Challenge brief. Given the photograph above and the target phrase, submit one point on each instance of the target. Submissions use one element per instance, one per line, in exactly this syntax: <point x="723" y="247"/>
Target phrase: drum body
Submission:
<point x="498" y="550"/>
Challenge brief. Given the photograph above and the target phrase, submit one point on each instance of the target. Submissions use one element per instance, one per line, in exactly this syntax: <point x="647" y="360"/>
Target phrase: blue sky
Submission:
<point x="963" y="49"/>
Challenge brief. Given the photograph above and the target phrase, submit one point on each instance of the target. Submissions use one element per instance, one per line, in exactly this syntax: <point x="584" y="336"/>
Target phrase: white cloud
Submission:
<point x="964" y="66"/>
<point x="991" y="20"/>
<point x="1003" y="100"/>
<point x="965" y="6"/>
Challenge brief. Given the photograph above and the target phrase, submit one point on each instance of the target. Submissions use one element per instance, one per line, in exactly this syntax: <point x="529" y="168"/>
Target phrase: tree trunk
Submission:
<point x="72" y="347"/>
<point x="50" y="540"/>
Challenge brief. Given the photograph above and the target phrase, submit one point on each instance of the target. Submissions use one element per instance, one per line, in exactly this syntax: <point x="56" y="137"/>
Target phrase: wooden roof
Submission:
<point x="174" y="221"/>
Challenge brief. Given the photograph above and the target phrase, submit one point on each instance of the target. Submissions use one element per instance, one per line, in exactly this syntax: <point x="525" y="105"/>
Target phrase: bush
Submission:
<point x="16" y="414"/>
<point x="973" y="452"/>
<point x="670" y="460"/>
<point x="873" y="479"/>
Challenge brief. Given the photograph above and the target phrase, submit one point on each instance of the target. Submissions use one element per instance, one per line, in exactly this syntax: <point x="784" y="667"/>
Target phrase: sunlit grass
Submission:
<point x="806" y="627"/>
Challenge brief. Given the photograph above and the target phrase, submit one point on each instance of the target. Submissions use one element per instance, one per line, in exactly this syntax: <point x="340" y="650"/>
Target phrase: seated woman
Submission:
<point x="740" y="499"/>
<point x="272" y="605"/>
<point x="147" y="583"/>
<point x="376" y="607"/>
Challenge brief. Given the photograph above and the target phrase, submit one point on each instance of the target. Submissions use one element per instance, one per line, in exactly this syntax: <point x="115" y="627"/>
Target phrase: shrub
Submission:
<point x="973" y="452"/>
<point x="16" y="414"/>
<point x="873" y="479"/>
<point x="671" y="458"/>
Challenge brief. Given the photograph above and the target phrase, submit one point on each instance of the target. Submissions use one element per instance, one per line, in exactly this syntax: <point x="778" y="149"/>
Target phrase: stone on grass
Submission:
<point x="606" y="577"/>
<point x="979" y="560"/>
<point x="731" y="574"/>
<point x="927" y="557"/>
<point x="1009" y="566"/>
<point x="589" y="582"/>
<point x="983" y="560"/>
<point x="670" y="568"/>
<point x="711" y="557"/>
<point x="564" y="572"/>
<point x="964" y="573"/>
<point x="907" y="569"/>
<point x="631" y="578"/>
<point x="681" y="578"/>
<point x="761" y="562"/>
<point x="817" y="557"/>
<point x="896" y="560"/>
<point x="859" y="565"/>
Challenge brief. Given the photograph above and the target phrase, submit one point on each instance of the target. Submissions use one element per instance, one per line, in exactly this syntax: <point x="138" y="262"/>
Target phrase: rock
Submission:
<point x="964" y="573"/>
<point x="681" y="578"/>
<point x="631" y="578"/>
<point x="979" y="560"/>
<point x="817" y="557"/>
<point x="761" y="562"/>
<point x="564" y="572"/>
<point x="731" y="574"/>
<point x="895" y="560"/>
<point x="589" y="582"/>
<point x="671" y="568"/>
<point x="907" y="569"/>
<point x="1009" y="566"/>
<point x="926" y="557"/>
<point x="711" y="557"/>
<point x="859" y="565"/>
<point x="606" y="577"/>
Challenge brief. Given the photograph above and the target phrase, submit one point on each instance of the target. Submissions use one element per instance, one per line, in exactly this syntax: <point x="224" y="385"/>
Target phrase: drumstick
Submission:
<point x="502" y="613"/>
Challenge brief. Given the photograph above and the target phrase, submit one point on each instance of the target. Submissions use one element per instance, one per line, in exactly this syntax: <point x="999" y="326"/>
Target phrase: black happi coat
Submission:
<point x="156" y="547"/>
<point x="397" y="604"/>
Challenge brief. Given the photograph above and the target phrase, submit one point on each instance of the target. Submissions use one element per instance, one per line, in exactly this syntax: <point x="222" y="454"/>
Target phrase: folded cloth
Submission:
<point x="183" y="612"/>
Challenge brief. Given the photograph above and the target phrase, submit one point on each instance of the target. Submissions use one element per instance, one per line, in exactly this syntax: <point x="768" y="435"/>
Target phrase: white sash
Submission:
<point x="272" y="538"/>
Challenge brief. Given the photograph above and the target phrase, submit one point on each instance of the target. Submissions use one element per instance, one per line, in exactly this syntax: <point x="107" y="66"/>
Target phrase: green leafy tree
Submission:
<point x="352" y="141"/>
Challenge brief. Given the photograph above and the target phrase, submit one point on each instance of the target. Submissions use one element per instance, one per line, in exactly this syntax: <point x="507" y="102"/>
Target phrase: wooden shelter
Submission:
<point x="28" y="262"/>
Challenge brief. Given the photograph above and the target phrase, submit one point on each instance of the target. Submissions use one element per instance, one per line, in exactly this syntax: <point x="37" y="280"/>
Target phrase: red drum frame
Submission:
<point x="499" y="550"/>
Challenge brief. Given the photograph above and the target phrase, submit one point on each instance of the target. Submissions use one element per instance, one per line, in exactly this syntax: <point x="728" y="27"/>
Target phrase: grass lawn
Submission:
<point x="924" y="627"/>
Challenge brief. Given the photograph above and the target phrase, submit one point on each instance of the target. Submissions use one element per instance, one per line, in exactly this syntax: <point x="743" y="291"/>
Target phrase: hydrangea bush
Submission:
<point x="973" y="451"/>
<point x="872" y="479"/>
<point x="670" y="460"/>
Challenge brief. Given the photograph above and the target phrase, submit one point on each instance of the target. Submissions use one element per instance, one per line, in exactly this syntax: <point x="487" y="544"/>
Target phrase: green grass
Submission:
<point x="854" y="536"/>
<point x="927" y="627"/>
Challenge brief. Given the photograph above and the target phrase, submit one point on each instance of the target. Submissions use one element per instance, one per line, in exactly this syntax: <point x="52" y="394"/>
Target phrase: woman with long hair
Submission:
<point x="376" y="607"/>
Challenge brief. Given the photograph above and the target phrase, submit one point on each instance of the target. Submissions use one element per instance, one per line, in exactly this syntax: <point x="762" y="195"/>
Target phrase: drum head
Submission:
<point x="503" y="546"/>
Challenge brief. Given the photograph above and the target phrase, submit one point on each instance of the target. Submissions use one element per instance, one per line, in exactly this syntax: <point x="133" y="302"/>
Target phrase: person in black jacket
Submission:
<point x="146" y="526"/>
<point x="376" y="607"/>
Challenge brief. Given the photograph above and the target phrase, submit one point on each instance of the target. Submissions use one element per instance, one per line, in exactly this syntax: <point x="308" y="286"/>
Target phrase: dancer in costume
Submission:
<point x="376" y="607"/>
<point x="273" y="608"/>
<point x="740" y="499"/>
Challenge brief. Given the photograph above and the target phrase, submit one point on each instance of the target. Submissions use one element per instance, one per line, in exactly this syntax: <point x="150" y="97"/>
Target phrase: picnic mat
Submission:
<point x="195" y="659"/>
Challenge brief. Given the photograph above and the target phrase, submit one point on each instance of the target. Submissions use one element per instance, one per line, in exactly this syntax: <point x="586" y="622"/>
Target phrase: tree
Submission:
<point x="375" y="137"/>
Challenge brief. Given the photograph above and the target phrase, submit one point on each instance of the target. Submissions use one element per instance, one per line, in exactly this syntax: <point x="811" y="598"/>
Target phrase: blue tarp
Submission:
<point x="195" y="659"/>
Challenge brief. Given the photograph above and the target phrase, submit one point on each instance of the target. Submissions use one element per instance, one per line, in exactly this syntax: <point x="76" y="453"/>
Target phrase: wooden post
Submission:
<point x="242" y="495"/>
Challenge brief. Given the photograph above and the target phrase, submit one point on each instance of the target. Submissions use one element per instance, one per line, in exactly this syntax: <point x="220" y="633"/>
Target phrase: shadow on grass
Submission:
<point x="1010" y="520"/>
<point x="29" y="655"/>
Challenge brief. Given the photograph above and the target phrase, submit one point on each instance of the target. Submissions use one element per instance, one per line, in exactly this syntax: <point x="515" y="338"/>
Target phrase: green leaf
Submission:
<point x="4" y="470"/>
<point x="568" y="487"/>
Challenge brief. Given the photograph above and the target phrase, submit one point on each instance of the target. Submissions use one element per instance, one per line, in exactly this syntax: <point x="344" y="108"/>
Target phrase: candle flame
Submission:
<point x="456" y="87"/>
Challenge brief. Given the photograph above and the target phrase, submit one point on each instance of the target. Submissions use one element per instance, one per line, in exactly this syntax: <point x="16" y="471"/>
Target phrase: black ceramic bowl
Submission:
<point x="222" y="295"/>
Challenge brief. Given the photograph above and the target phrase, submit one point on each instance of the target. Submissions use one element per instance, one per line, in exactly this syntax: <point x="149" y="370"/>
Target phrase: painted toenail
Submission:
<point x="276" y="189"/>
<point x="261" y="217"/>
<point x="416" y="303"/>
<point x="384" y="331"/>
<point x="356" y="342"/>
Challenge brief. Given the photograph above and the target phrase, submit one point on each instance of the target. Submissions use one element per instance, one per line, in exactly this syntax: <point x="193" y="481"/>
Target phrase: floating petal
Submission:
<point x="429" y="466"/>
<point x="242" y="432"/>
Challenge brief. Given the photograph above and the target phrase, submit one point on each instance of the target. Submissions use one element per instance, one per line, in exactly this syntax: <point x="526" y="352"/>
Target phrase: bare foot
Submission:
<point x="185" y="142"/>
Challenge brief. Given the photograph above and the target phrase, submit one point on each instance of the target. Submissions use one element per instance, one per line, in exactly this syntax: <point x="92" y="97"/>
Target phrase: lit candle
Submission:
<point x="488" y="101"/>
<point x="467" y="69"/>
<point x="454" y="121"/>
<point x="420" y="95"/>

-- -- --

Which lines of the listing above contain the word "woman"? Extract each one and copy it in full.

Target phrase: seated woman
Target phrase: woman with long hair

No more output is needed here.